PROBLEM A.
Copy the pheasant-season article starting with "The drop-off in" and going on through "a year ago.", and swap "waterfowlers" for "waterfowl hunters".
PROBLEM B.
According to the pheasant-season article, how many pheasant stamps did Minnesota sell to hunters ages 16 to 22 in 2000?

PAGE EXTRACT.
Media Clips

Hunters, where will your kids be Saturday?

Published on October 21, 2010 under News & Events

DENNIS ANDERSON, Star Tribune

Saturday is the opening of Minnesota’s 2010 pheasant season. Do you know where your kids are?

If so, and you’re pheasant hunting, they’re probably not with you. And if you’re duck or goose hunting, chances are even less your child (or children) are accompanying you.

Or so license sales of Minnesota waterfowl and pheasant stamps to young hunters ages 16 to 22 in the past 10 years would indicate.

Take pheasant hunting. In 2000, the state sold pheasant stamps to 8,167 hunters ages 16 to 22. Last year, the figure was 6,706.

Granted, in two of the intervening years — 2003 and 2007 — slightly more pheasant stamps were sold to this age group (9,711 and 8,284, respectively) than were sold in 2000. But the trend is clearly in the wrong direction.

The drop-off in young duck hunters is more remarkable still, and parallels the loss of waterfowlers in general in Minnesota.

Take a look: In 2000, Minnesota sold 16,613 waterfowl stamps to hunters ages 16 to 22. This year, the number is 11,175, slightly down from a year ago.

Dataset excerpt

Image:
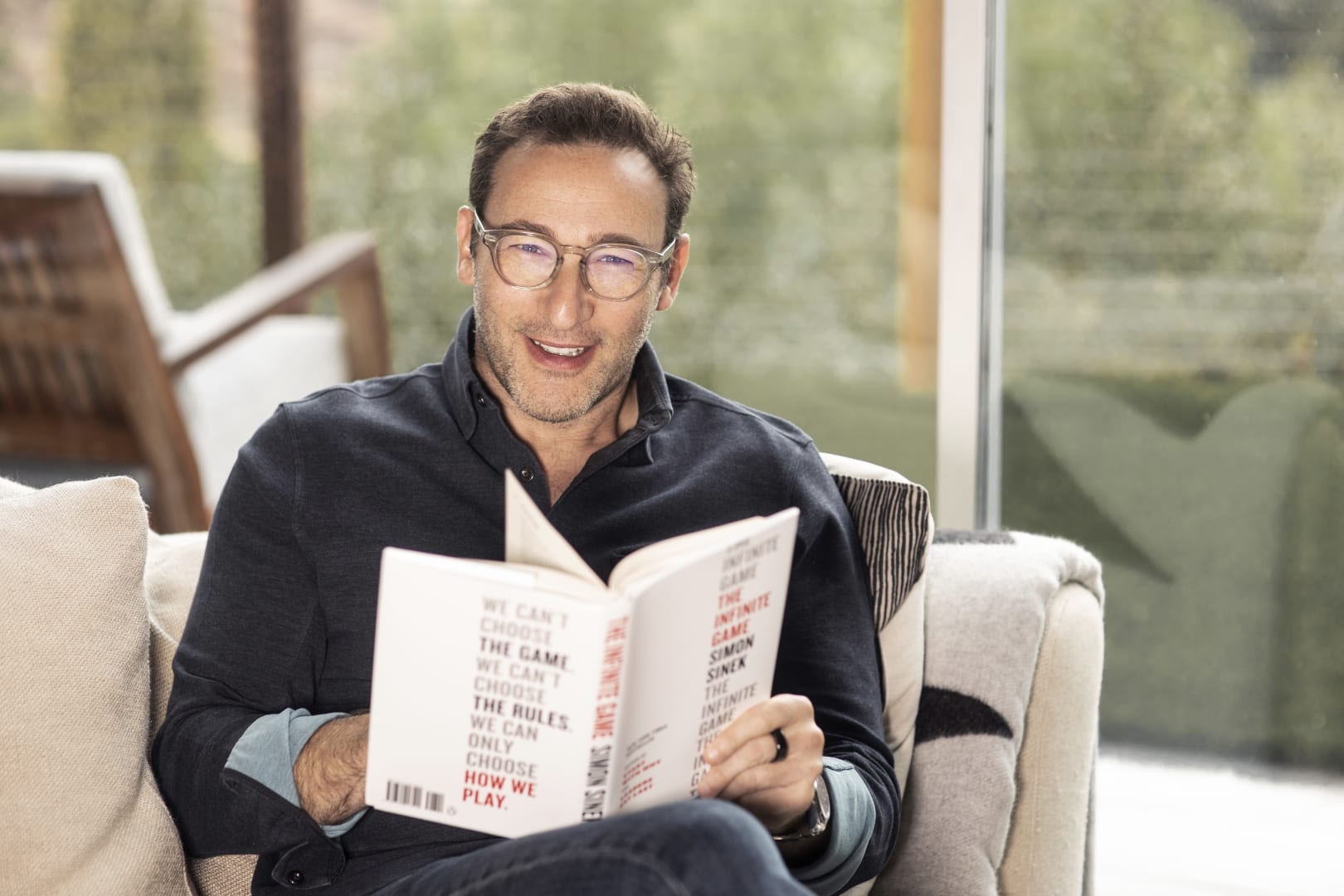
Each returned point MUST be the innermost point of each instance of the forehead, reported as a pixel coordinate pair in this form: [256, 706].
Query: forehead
[581, 192]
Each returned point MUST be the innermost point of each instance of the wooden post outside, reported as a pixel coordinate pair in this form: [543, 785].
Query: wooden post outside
[921, 149]
[280, 123]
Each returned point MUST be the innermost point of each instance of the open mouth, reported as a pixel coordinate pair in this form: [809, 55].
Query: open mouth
[561, 353]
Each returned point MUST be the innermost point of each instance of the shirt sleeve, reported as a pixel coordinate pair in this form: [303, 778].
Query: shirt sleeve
[828, 652]
[852, 820]
[268, 750]
[253, 646]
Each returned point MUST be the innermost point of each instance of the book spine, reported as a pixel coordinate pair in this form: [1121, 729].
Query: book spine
[605, 718]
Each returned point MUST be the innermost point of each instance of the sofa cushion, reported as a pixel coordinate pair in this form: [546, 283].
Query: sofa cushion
[171, 572]
[81, 809]
[1007, 728]
[894, 525]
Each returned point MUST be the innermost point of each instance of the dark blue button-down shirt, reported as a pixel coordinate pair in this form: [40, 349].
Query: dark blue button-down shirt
[284, 610]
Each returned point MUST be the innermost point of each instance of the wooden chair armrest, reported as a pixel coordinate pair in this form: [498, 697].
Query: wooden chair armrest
[344, 261]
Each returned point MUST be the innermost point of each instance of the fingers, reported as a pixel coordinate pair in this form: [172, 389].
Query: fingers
[782, 711]
[743, 761]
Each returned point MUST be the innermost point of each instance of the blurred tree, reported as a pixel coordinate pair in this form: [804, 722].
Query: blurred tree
[21, 125]
[791, 112]
[1138, 141]
[134, 84]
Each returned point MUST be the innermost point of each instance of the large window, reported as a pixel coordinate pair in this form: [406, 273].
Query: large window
[793, 109]
[1174, 353]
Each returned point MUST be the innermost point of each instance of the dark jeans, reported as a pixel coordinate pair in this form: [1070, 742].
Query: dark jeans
[691, 848]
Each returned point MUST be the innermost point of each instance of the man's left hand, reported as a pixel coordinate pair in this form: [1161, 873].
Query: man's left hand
[743, 768]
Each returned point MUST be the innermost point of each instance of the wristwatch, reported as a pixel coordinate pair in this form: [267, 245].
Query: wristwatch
[819, 816]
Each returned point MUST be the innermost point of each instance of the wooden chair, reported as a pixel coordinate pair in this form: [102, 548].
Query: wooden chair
[97, 367]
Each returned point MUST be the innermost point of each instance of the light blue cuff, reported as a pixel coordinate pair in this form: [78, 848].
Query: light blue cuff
[852, 820]
[269, 747]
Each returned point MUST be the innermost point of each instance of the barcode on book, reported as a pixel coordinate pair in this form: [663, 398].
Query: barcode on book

EXPECTED OUTPUT A.
The drop-off in young duck hunters is more remarkable still, and parallels the loss of waterfowl hunters in general in Minnesota.

Take a look: In 2000, Minnesota sold 16,613 waterfowl stamps to hunters ages 16 to 22. This year, the number is 11,175, slightly down from a year ago.

EXPECTED OUTPUT B.
8,167